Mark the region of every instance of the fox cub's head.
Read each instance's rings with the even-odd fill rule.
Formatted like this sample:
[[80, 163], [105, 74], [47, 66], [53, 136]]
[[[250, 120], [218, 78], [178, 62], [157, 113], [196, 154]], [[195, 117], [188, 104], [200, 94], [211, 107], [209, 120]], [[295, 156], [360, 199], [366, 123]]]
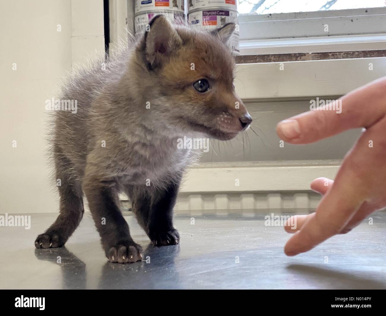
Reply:
[[137, 92], [150, 102], [148, 122], [170, 134], [199, 132], [233, 138], [252, 119], [233, 84], [235, 63], [227, 42], [235, 25], [211, 32], [175, 26], [158, 15], [136, 50]]

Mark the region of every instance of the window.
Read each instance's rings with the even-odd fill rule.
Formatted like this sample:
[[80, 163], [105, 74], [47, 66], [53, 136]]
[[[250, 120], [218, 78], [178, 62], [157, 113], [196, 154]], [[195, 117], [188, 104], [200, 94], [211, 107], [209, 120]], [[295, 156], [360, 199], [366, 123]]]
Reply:
[[385, 6], [384, 0], [239, 0], [238, 11], [241, 14], [269, 14]]

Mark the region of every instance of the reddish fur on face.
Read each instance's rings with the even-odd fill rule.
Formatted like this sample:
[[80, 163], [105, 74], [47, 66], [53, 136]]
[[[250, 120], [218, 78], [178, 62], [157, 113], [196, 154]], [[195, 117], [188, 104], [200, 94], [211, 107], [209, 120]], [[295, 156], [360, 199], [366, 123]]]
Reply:
[[[233, 85], [235, 63], [219, 37], [184, 26], [176, 30], [182, 44], [174, 49], [156, 73], [160, 91], [171, 104], [171, 119], [220, 139], [234, 137], [243, 126], [240, 119], [248, 115]], [[209, 91], [200, 93], [193, 84], [209, 82]]]

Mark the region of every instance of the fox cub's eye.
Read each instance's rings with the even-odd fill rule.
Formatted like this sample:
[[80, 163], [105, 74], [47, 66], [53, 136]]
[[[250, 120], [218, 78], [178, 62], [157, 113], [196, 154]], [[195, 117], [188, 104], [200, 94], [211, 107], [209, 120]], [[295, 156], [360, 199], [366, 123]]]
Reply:
[[193, 87], [199, 92], [205, 92], [209, 90], [209, 83], [206, 79], [200, 79], [193, 84]]

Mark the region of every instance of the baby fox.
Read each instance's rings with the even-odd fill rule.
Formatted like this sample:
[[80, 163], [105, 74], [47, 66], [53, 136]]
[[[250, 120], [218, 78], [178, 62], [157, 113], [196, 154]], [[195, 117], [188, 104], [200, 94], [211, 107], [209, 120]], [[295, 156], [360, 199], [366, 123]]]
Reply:
[[35, 242], [63, 245], [84, 212], [83, 194], [108, 261], [141, 260], [120, 209], [126, 193], [138, 223], [156, 246], [176, 245], [173, 211], [192, 151], [178, 140], [230, 139], [252, 121], [233, 85], [226, 43], [233, 23], [208, 32], [155, 17], [130, 49], [73, 76], [62, 99], [76, 113], [56, 111], [52, 140], [60, 212]]

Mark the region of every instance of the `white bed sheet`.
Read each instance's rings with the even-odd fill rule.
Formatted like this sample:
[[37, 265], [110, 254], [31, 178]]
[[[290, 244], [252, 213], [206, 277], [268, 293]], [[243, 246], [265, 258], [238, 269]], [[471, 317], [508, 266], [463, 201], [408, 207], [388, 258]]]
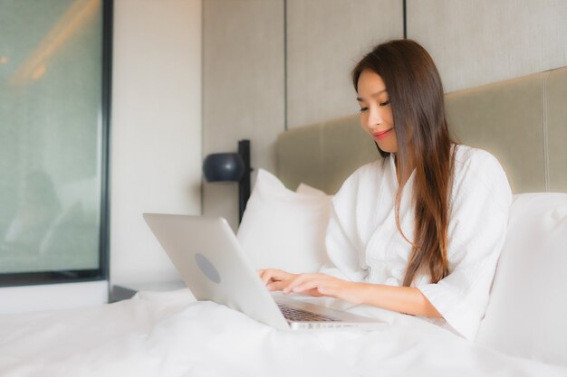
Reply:
[[187, 289], [96, 307], [0, 316], [0, 375], [562, 376], [386, 311], [373, 332], [284, 332]]

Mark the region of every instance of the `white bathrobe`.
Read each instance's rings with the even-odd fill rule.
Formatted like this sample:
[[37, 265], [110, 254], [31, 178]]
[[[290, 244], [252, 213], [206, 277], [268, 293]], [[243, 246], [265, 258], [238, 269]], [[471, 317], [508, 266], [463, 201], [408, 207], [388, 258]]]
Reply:
[[[456, 332], [474, 339], [484, 316], [502, 250], [512, 193], [506, 174], [492, 155], [456, 146], [448, 226], [449, 275], [437, 284], [428, 275], [413, 282]], [[414, 239], [412, 191], [406, 184], [399, 218]], [[411, 245], [396, 227], [398, 180], [392, 156], [352, 174], [332, 200], [326, 247], [332, 268], [322, 272], [351, 280], [401, 286]]]

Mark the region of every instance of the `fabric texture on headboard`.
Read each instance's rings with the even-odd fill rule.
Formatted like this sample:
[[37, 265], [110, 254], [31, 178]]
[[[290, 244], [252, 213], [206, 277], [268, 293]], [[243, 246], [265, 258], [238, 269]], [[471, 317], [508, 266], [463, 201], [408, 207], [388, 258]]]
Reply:
[[[446, 96], [449, 129], [503, 165], [514, 193], [567, 192], [567, 67]], [[334, 193], [357, 167], [380, 158], [358, 115], [285, 131], [277, 174]]]

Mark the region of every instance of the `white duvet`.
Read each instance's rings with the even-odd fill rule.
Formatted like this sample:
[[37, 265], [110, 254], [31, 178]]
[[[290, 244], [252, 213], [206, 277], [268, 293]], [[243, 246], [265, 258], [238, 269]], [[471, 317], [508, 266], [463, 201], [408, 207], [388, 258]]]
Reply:
[[187, 289], [0, 316], [0, 376], [562, 376], [424, 320], [374, 312], [373, 332], [283, 332]]

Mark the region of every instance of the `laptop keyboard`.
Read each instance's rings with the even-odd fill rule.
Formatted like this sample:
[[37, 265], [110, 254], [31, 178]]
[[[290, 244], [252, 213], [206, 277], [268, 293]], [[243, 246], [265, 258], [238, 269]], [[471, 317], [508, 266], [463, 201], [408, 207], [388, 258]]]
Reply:
[[340, 319], [333, 318], [332, 316], [323, 316], [307, 310], [298, 309], [297, 307], [290, 306], [285, 304], [277, 305], [282, 311], [284, 316], [293, 322], [338, 322]]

_ _ _ _

**Письменное задание:** Измените все записи выше, заменив «even-odd» на «nonzero» и больше ничего не трогая. Картинки в ответ не включайте.

**Ответ к заданию:**
Mark the region of every instance of the fox cub's head.
Read each instance's rings with the nonzero fill rule.
Formatted like this sample:
[[80, 163], [105, 74], [47, 66], [53, 136]]
[[[250, 120], [218, 78], [178, 62], [157, 113], [196, 154]], [[195, 117], [188, 104], [200, 94], [211, 107], [209, 120]], [[295, 156], [360, 199], [366, 123]]]
Reply:
[[137, 92], [150, 102], [148, 122], [170, 134], [199, 132], [233, 138], [252, 119], [233, 84], [235, 63], [227, 42], [235, 25], [211, 32], [175, 26], [158, 15], [136, 50]]

Mark the region of every instance of the window.
Read each instance's rings with the nonzero fill rule.
Formatted like this sample:
[[80, 163], [105, 74], [47, 66], [53, 136]]
[[[250, 120], [218, 78], [178, 62], [157, 113], [196, 154]], [[195, 117], [188, 104], [200, 94], [211, 107], [209, 120]], [[295, 156], [360, 199], [366, 123]]]
Reply:
[[385, 6], [384, 0], [239, 0], [238, 11], [241, 14], [269, 14]]

Mark the region of every instance of the reddish fur on face.
Read each instance's rings with the nonzero fill rule.
Formatted like this sample:
[[80, 163], [105, 74], [47, 66], [53, 136]]
[[[250, 120], [218, 78], [178, 62], [157, 113], [196, 154]], [[195, 117], [188, 104], [200, 94], [211, 107], [209, 120]], [[295, 156], [360, 199], [366, 123]]]
Reply:
[[[233, 85], [235, 63], [219, 37], [184, 26], [176, 30], [182, 44], [174, 49], [156, 73], [160, 91], [171, 104], [171, 119], [220, 139], [234, 137], [243, 126], [240, 119], [248, 115]], [[209, 91], [200, 93], [193, 84], [209, 82]]]

Mark the region of every instance of the fox cub's eye.
Read each instance's rings with the nonzero fill rule.
Formatted like this sample:
[[80, 163], [105, 74], [47, 66], [53, 136]]
[[[250, 120], [218, 78], [178, 62], [157, 113], [196, 154]], [[195, 117], [188, 104], [200, 94], [211, 107], [209, 120]], [[295, 156], [360, 199], [366, 123]]]
Reply:
[[193, 87], [199, 92], [205, 92], [209, 90], [209, 83], [206, 79], [200, 79], [193, 84]]

Mark the region of every instance of the baby fox.
Read each instance's rings with the nonzero fill rule.
Formatted like this sample:
[[80, 163], [105, 74], [47, 66], [53, 136]]
[[[250, 120], [218, 78], [178, 62], [157, 113], [196, 154]], [[195, 117], [188, 104], [200, 94], [211, 107], [209, 120]], [[295, 156], [360, 199], [366, 123]]]
Reply:
[[35, 242], [63, 245], [84, 212], [83, 194], [108, 261], [141, 260], [120, 209], [126, 193], [138, 223], [156, 246], [176, 245], [173, 211], [192, 151], [178, 140], [230, 139], [252, 121], [233, 85], [226, 43], [233, 23], [208, 32], [155, 17], [130, 49], [73, 76], [62, 99], [76, 113], [56, 111], [52, 140], [60, 212]]

Mark the region of every instance of the `white bed sheet`.
Read each instance's rings with the nonzero fill rule.
Formatted like this sample:
[[37, 265], [110, 254], [31, 178]]
[[[290, 244], [252, 213], [206, 277], [268, 293]], [[243, 246], [265, 258], [238, 269]], [[471, 317], [508, 266], [463, 201], [408, 207], [388, 258]]]
Reply:
[[187, 289], [96, 307], [0, 316], [0, 375], [562, 376], [386, 311], [373, 332], [284, 332]]

Mark the region of every instance of the `white bathrobe`.
Read each instance's rings with the nonzero fill rule.
Formatted like this sample:
[[37, 265], [110, 254], [31, 178]]
[[[290, 244], [252, 213], [206, 277], [268, 293]], [[243, 246], [265, 258], [238, 269]], [[471, 317], [508, 266], [463, 201], [408, 207], [388, 258]]]
Reply:
[[[456, 332], [474, 339], [484, 316], [502, 250], [512, 193], [506, 174], [492, 155], [456, 146], [448, 226], [449, 275], [437, 284], [428, 275], [413, 282]], [[414, 239], [412, 191], [406, 184], [399, 218]], [[411, 245], [396, 227], [398, 180], [392, 156], [352, 174], [332, 200], [326, 247], [332, 268], [322, 272], [351, 280], [401, 286]]]

Mark the region of every instance of the `fabric texture on headboard`.
Read each instance's rings with the nonzero fill rule.
Formatted like this sample:
[[37, 265], [110, 254], [31, 178]]
[[[290, 244], [252, 213], [206, 277], [268, 293]], [[243, 246], [265, 258], [238, 269]], [[471, 317], [508, 266], [463, 201], [408, 207], [388, 258]]]
Reply:
[[[446, 96], [449, 129], [503, 165], [514, 193], [567, 192], [567, 67]], [[334, 193], [357, 167], [380, 158], [358, 115], [285, 131], [277, 174]]]

Mark the region of every instance of the `white duvet`.
Read each instance's rings with the nonzero fill rule.
Formatted like this sample:
[[37, 265], [110, 254], [31, 178]]
[[[290, 244], [252, 213], [206, 277], [268, 293]], [[243, 246], [265, 258], [238, 269]], [[471, 317], [508, 266], [463, 201], [408, 207], [388, 258]]]
Reply:
[[187, 289], [0, 316], [0, 376], [562, 376], [424, 320], [374, 312], [373, 332], [283, 332]]

Mark the region of every instance of the `laptop keyboard`.
Read each instance's rings with the nonzero fill rule.
Formatted like this sample:
[[37, 265], [110, 254], [31, 178]]
[[[290, 244], [252, 213], [206, 277], [268, 293]], [[243, 246], [265, 258], [238, 269]], [[471, 317], [508, 266], [463, 201], [408, 207], [388, 258]]]
Reply:
[[340, 319], [333, 318], [332, 316], [323, 316], [307, 310], [298, 309], [297, 307], [290, 306], [285, 304], [277, 305], [282, 311], [284, 316], [293, 322], [338, 322]]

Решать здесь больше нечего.